> [SOURCE EXTRACT]:
Status of the 1900 Act

28. The purpose of the 1900 Act was principally to put in place the formal arrangements whereby the Secretary of State could acquire the operating assets of the Great Indian Peninsula Railway Company and a sinking fund could be created. The Secretary of State for India had taken over the contractual and other functions of the former East India Company in 1858.[329]

29. The 1900 Act remained live - at least in substantial part - until 1927 and beyond. The Great Indian Peninsula Railway Annuities Act of that year (see below) repealed sections 22, 23 and 36 of the 1900 Act (relating to aspects of the sinking fund and the annuity trustees).[330] Section 62 of the 1900 Act (relating to the formula for reimbursement of the annuities management expenses) was amended by section 5 of the 1927 Act.

> [GIVEN RECORDS]:
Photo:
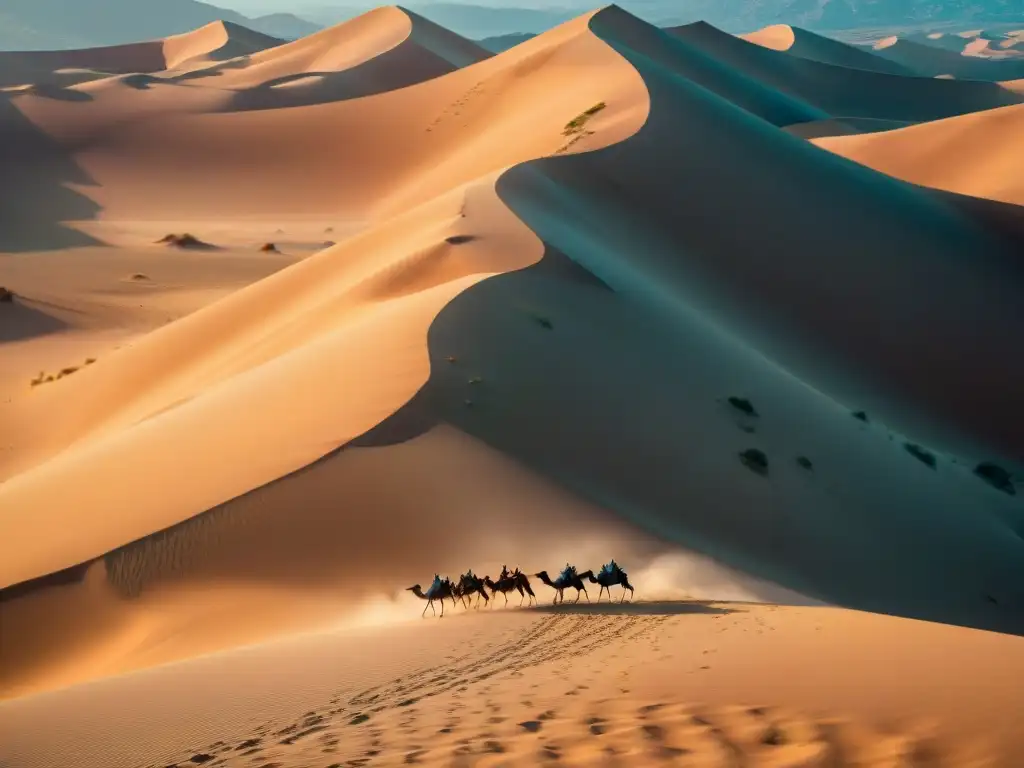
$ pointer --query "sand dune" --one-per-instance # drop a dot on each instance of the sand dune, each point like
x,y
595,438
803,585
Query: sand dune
x,y
804,44
711,683
843,91
931,60
216,41
554,266
977,155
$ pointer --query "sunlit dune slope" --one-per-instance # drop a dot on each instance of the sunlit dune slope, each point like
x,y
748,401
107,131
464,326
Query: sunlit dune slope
x,y
841,91
380,50
216,41
930,60
577,251
396,275
980,155
804,44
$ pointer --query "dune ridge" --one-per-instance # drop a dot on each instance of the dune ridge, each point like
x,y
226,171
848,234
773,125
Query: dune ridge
x,y
526,258
980,154
932,60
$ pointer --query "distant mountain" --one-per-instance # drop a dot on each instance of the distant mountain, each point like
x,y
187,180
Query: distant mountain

> [PROBLEMS TO SOLVE]:
1. In the passage on the status of the 1900 Act, reproduce word for word the part that begins with "29. The 1900" and ends with "the 1927 Act.".
2. Resume the passage on the status of the 1900 Act after its final sentence and carry it forward.

> [RESULTS IN ORDER]:
1.
29. The 1900 Act remained live - at least in substantial part - until 1927 and beyond. The Great Indian Peninsula Railway Annuities Act of that year (see below) repealed sections 22, 23 and 36 of the 1900 Act (relating to aspects of the sinking fund and the annuity trustees).[330] Section 62 of the 1900 Act (relating to the formula for reimbursement of the annuities management expenses) was amended by section 5 of the 1927 Act.

2.
30. The provisions of the 1900 Act remained of importance until 1948 when the trust for the sinking fund was wound up. Thereafter it ceased to have any practical purpose. The Great Indian Peninsula Railway Company was probably dissolved in, or shortly after, 1900.

31. The 1900 Act is now spent and may be repealed in whole.

Extent

32. The 1900 Act related principally to the affairs of the Great Indian Peninsula Railway Company and its related sinking fund. The company operated in India (in the Bombay presidency) and in Great Britain (London).

33. The Act applied to Great Britain, India (in the states of Maharashtra, Gujarat and Rajasthan) and Pakistan.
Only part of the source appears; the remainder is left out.